(SUPPLIED DATA)
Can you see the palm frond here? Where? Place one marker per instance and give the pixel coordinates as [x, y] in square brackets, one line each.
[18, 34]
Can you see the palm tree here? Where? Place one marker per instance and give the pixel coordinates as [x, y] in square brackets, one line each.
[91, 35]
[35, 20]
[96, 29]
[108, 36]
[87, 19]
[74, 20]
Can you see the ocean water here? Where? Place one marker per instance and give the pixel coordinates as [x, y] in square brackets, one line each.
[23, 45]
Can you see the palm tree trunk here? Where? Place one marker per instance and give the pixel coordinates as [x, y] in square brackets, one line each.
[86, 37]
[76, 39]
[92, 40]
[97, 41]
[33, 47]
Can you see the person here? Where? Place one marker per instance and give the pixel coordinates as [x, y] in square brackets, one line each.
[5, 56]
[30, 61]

(PROBLEM DESCRIPTION) Starting at the line where "Can you see the person" appears, write out every line exactly as it stands until the listing ends, and add nothing.

(ANSWER TO THIS TASK)
Can you see the person here? Where? Place one marker per instance and give the pixel coordinates as [x, y] in square brackets, one line each.
[5, 56]
[30, 61]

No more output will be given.